QUOTED PASSAGE —

THE STORY OF DUKE BELAIRE AND THE BOVI’S TAVERN BIG BANDS
Duke Belaire (nee Anthony DeCubellis) was born to his calling in Providence, Rhode Island in 1932. His father, Ray Belaire, was not only Rhode Island’s preeminent big band leader, but also ran The Arcadia Ballroom in Providence, an important stop for all the major bands during the era’s heyday. Growing up in the midst of the music, Duke soaked it all up and honed his chops with the 1st Armored Division Army Band, The Tex Beneke Band, and as house drummer at The Celebrity Club in Randall Square in Providence – Rhode Island’s home of jazz and R&B. Returning to his roots in 1967, Duke formed his first large group: a 16 piece jazz big band. At first the outfit was primarily a “rehearsal” band, but as word got out, he began to find an audience.
In 1969, Duke stopped in at Bovi’s Tavern in East Providence Rhode island. He was looking for a new rehearsal space for the band and he asked owner John Bovi if they could use the Tavern on a Monday, the club’s only off night. He asked to use it for just one night and, if it worked out, then every Monday for practice.
Well, I guess it worked out well – thirty-two years later, the band is still playing there for the cover charge they receive at the door! They began packing the place and, because it was a Monday – an off night for most musicians – many other players started coming by to sit in. They had legends sitting in – local and national – playing every Monday night from day one. Talent from our southern New England pool included, at first, Art Pelosi (tenor sax), Mike Renzi (piano), Zolman “Porky” Cohen (trombone), Dick Johnson (alto sax) and Lou Colombo (trumpet); and later, younger players including Scott Hamilton (tenor and baritone saxes), Paul O’Day (piano), the great hometown legend Clay Osborne (vocals), and Hal Crook (trombone). The list goes on and on and many of the players came through just for the experience of playing in a big band. Among the list of nationally known performers who came by to sit in were Doc Severinsen of Johnny Carson’s Tonight Show Orchestra; Rhonda Ross-Berry (daughter of Motown legends Diana Ross and Gordy Berry); Clark Terry, who was so knocked out by Hal Crook that he got him a job with the Tonight Show Orchestra; and Clay’s younger brother, Jeffrey Osborne, who had hit the big time, first with his group L.T.D., and later as an acclaimed solo artist.

WHAT THE TASK ASKS —
Please answer these questions about the Duke Belaire story:
(a) In what year did Duke Belaire form his first large group?
(b) Which night of the week did Duke ask to use Bovi's Tavern?
(c) Who got Hal Crook a job with the Tonight Show Orchestra?
The material that comes after this text is separate from it.

DATASET SECTION —
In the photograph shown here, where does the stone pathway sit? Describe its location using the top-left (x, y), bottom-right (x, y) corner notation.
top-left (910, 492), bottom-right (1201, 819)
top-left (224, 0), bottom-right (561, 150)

RESPONSE TO THIS TASK —
(a) 1967
(b) Monday
(c) Clark Terry